Reading text
----------------------------------------

The ODIn Lab - Filesystems, Application Semantics, and Walled Gardens (Part 5)

In the past weeks, I've been talking about how a persistence layer for web applications could be developed, informed by both the successes and failures of the iOS walled garden document model. This week, I'll (hopefully) wrap up with a discussion of how three benefits of iOS can be incorporated into a web application filesystem.

Interface Formats

A significant virtue of the iOS document model is that applications are forced to get their data into standardized formats before exporting them out; Stripping off the application-specific metadata and passing only the stuff that another application is guaranteed to understand. A similar phenomenon can be found, rooted in the oldschool idea of web mashups. Each application builds on a standardized data representation (e.g., Google Maps, or Facebook Comments). The data representation has a standardized interface, and allows users to put their own data on top of it.

----------------------------------------

Challenges
1. Reproduce the stretch of the post on web application filesystems from "In the past" through "web application filesystem.", word for word.
2. Go on with the post on web application filesystems, starting right after its last sentence.

----------------------------------------

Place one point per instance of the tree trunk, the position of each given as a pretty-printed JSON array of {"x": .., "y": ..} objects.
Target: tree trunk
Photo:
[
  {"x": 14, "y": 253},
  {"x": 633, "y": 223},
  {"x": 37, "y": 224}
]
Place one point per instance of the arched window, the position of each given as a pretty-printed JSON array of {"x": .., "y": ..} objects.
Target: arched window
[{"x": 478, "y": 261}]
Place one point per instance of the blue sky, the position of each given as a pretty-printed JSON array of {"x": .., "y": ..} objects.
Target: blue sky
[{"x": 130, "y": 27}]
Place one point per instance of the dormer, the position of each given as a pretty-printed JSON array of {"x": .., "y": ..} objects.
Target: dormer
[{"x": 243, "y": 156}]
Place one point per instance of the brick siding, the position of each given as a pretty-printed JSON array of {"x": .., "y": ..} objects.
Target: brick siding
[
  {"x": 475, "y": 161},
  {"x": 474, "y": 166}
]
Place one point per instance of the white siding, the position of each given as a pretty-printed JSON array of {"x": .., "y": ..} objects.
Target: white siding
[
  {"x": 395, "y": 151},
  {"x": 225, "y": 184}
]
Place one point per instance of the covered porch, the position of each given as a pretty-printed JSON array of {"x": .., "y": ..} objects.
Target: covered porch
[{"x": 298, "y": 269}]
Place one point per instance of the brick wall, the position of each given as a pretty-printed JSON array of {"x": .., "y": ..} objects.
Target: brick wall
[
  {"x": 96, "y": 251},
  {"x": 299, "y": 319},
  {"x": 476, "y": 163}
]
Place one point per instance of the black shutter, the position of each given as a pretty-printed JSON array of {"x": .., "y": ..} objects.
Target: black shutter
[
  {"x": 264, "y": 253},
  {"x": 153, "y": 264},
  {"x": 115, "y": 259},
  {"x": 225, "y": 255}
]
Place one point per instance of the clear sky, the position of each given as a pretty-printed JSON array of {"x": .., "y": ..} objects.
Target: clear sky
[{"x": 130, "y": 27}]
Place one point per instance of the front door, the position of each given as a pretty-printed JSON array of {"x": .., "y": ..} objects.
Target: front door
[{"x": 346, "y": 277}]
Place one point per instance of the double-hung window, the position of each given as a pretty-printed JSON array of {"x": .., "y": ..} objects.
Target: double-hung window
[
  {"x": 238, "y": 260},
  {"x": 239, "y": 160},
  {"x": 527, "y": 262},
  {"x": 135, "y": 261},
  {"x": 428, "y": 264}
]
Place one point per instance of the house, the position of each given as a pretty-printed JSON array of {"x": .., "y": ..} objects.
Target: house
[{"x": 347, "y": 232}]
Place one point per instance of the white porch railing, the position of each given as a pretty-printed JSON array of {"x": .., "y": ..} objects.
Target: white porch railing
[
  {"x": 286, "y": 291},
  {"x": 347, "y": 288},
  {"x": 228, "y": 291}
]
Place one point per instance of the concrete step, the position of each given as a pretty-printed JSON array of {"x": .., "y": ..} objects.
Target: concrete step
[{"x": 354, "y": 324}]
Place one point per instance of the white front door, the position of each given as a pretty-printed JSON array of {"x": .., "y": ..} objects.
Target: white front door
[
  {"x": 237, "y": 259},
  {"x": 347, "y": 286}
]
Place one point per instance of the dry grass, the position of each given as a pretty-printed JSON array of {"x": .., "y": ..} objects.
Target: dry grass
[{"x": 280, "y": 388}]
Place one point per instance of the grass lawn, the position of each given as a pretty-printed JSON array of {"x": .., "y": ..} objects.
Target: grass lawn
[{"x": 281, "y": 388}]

----------------------------------------

The replies
1.
In the past weeks, I've been talking about how a persistence layer for web applications could be developed, informed by both the successes and failures of the iOS walled garden document model. This week, I'll (hopefully) wrap up with a discussion of how three benefits of iOS can be incorporated into a web application filesystem.

2.
There was once a part of the MacOS (back in the OS 7 days) called OpenDoc. Although it didn't survive for political reasons, it actually featured some extremely nifty ideas. The core concept was that of nested document types. An application would register itself, not as a standalone component of the operating system capable of editing entire files, bur rather as having the ability to edit data of a certain type. For example, you would have a word processing application component. These application components could be nested -- The word processing document could have graphical data embedded within it, and would allow the user to edit that graphical data through a fully-featured graphical editor.

Similar ideas have been brought up in the web world. XML (and to a lesser extent HTML) are perfect examples of this. XML's nested structure echoes this idea perfectly, and many a web application has been embedded into another through iframes.

The web is ideal for this sort of application design. The persistence layer should encourage developers to structure their applications to work with this general layout.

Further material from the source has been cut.